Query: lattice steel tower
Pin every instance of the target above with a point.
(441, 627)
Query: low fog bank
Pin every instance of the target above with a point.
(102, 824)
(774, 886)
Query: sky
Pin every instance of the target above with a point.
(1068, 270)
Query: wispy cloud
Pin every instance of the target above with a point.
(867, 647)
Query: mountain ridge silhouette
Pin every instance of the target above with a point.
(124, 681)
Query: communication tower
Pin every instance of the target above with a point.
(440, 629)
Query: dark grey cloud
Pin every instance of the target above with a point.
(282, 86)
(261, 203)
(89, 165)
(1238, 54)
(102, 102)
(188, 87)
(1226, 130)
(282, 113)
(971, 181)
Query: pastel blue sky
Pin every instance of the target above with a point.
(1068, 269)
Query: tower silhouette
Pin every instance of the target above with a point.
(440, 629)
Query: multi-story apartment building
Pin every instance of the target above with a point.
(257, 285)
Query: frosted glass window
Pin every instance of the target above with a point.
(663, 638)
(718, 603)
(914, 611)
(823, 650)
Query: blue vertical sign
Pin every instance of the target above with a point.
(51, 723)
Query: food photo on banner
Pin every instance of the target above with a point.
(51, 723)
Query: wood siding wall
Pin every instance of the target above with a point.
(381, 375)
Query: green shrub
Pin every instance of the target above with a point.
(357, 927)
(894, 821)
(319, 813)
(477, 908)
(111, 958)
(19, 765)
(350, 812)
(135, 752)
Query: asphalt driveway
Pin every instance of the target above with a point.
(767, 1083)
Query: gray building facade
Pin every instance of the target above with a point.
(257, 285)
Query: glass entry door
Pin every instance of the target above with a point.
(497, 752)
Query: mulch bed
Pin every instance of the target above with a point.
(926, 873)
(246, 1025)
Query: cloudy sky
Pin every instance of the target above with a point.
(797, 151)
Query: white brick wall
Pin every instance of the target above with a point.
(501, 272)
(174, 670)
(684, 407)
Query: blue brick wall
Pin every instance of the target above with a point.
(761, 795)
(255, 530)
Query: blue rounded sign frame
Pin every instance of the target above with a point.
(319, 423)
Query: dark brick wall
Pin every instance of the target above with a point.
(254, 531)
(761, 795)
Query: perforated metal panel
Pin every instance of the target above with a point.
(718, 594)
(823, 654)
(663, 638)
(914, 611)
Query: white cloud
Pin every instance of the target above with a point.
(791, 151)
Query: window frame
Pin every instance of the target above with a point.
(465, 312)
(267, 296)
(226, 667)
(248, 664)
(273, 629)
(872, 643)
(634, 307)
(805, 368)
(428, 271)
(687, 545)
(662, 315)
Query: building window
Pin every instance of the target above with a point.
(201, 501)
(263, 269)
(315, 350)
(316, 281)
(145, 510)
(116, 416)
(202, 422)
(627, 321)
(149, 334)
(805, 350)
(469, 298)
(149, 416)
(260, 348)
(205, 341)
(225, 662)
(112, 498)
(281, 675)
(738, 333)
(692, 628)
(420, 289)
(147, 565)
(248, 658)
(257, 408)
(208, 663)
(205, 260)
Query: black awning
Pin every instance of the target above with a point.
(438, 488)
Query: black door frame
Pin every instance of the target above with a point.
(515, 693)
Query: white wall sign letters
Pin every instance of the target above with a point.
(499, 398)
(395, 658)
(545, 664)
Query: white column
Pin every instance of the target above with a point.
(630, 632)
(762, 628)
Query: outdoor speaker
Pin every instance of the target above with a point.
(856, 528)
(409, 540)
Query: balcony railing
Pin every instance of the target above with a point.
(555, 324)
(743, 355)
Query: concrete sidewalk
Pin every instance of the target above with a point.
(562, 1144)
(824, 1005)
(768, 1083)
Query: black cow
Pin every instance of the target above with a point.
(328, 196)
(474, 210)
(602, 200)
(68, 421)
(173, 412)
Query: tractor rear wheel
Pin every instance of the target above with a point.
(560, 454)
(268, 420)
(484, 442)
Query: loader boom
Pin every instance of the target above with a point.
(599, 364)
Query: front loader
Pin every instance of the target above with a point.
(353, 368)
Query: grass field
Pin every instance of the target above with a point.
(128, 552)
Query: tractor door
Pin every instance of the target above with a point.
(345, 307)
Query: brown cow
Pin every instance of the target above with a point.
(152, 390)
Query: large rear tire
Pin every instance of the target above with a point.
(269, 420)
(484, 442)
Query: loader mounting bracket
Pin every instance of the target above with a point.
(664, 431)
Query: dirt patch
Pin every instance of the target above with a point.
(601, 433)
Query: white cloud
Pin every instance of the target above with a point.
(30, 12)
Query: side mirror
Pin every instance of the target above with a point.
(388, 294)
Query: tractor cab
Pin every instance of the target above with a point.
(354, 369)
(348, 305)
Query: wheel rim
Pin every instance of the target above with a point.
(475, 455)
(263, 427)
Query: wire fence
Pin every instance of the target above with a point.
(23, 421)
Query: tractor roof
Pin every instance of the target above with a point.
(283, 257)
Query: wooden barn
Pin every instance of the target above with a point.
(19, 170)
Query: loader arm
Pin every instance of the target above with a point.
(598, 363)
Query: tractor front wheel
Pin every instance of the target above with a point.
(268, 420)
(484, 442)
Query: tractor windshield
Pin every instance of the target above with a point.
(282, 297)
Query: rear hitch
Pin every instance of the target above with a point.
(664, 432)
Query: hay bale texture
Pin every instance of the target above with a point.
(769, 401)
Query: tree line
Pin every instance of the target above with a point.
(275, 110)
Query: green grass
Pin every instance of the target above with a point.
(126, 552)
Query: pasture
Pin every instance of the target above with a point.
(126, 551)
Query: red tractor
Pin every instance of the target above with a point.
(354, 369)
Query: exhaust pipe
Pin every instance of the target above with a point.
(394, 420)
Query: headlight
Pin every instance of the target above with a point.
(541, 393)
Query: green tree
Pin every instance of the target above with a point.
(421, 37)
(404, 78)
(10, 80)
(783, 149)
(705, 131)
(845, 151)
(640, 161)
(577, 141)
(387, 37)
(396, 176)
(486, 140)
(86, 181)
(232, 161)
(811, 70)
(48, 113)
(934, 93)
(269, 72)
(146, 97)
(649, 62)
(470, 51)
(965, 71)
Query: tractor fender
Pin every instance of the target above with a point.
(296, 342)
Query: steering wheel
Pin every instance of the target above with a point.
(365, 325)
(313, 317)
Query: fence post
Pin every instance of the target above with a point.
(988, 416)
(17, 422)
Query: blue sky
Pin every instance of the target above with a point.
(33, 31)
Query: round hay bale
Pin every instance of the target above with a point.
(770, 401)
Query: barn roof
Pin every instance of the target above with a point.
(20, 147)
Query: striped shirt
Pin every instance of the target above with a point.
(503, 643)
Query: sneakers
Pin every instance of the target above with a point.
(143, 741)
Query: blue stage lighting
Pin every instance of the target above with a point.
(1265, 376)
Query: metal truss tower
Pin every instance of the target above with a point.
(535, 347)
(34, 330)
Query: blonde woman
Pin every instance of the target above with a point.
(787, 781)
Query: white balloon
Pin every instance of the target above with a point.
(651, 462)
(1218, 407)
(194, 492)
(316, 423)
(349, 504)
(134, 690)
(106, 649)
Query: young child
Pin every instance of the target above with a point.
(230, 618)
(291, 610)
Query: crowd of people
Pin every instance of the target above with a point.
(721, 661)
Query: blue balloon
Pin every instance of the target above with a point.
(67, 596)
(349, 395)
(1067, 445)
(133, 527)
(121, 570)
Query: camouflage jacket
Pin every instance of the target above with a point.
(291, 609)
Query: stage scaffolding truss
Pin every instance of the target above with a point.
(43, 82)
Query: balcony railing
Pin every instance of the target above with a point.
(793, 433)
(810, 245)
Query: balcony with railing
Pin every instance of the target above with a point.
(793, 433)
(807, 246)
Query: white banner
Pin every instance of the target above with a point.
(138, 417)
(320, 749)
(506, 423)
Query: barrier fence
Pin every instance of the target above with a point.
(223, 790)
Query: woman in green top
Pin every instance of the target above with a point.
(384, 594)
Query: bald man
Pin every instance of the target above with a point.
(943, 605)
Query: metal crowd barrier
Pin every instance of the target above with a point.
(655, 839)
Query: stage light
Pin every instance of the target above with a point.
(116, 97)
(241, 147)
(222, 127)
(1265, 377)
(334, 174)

- - -

## Exercise
Repeat exactly the lines of the listing above, from the one with "Query: loader boom" down to the one with "Query: dirt patch"; both of those lines belong in the range.

## Solved problem
Query: loader boom
Pin every instance of the target above with a point.
(599, 364)
Query: front loader
Pin every instance of the target above with a point.
(353, 368)
Query: grass field
Pin every instance of the target above with a point.
(128, 552)
Query: tractor door
Pin every instance of the target above with a point.
(345, 307)
Query: brown cow
Pin every instance of the target above with a point.
(152, 390)
Query: large rear tire
Pin every instance of the target above with a point.
(269, 420)
(484, 442)
Query: loader mounting bracket
Pin every instance of the target above with a point.
(664, 431)
Query: dirt patch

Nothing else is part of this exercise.